> [HOW TO COMPLETE THIS TASK]:
In the article about the Four Corners broadcast, how long before broadcast did the ABC secure the footage and pictures?

> [GIVEN TEXT]:
A few days ago, a conspiracy theory took off on social media that the ABC, possibly at the behest of new Managing Director Michelle Guthrie, had urged Four Corners to delay its broadcast on juvenile detention in the Northern Territory until after the federal election, so as not to hurt the Liberal vote. We didn’t even bother telling you about it, because the journalist behind the broadcast, Caro Meldrum-Hanna, very quickly dismissed the theory and labelled it offensive. Before the theory had even gained ground, Four Corners’s EP Sally Neighbour had given an interview to The Guardian in which she said the footage and pictures that made the story so explosive were only secured by the ABC a week before broadcast.

Liberal MP Cory Bernardi now has another theory about the broadcast, but it’s the other way. He fears the ABC delayed the episode not to save the Coalition in the federal vote, but to hurt the Coalition in the upcoming NT election. As he wrote in his “Weekly Dose of Common Sense” newsletter yesterday:

“Such information gives me cause to question why the ABC chose now to present their story. Could it have anything to do with the Northern Territory election due this month?

“Surely, such a politically charged program wouldn’t present events that occurred under a previous Labor administration; events that had already been investigated and resolved by a court of law, as new material damning of a conservative government just weeks out from an election?

“The mere thought of such a thing happening should alarm anyone who values the charter of independence of our ABC.”

So did the ABC delay the broadcast to hurt the NT government? Neighbour tweeted: no.

> [INFORMATION SUPPLIED]:
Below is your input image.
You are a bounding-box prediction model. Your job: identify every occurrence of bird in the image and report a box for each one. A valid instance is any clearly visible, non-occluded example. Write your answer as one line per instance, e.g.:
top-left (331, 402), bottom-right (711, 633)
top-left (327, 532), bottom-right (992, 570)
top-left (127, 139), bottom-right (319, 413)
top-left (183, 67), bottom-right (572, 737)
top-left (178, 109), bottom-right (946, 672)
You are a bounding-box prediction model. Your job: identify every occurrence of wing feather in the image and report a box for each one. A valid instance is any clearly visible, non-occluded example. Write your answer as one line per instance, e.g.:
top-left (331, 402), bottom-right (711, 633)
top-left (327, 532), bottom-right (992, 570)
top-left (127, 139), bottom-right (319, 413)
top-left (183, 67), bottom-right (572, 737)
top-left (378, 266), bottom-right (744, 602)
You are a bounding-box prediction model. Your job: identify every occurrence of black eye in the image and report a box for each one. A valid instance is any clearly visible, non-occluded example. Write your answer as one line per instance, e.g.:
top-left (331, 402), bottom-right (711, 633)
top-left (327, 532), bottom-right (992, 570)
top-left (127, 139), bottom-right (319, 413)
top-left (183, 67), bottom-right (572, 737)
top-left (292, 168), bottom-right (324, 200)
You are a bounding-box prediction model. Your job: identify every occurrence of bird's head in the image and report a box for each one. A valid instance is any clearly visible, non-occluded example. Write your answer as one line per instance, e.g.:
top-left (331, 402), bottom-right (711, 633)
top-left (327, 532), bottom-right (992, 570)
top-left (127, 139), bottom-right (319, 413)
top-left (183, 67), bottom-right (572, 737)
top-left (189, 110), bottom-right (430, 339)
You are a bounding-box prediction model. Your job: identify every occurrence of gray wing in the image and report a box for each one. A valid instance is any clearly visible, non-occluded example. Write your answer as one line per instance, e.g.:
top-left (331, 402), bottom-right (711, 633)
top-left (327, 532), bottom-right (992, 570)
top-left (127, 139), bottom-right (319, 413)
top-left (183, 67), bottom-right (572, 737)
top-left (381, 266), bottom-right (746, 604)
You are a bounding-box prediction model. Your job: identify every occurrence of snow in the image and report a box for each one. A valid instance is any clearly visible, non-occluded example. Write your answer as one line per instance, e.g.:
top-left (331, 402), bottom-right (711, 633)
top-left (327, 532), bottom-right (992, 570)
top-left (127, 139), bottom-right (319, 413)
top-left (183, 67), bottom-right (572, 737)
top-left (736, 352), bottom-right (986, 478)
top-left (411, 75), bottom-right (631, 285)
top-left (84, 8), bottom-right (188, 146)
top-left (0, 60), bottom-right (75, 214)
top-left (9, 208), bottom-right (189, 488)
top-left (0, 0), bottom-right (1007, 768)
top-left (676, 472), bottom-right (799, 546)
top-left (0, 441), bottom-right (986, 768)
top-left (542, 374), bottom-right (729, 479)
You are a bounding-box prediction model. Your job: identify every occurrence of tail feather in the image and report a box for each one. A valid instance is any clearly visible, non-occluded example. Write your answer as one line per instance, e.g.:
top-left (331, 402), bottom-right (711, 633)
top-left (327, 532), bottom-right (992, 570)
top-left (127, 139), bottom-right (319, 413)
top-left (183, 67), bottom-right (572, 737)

> [ANSWER]:
A week before broadcast.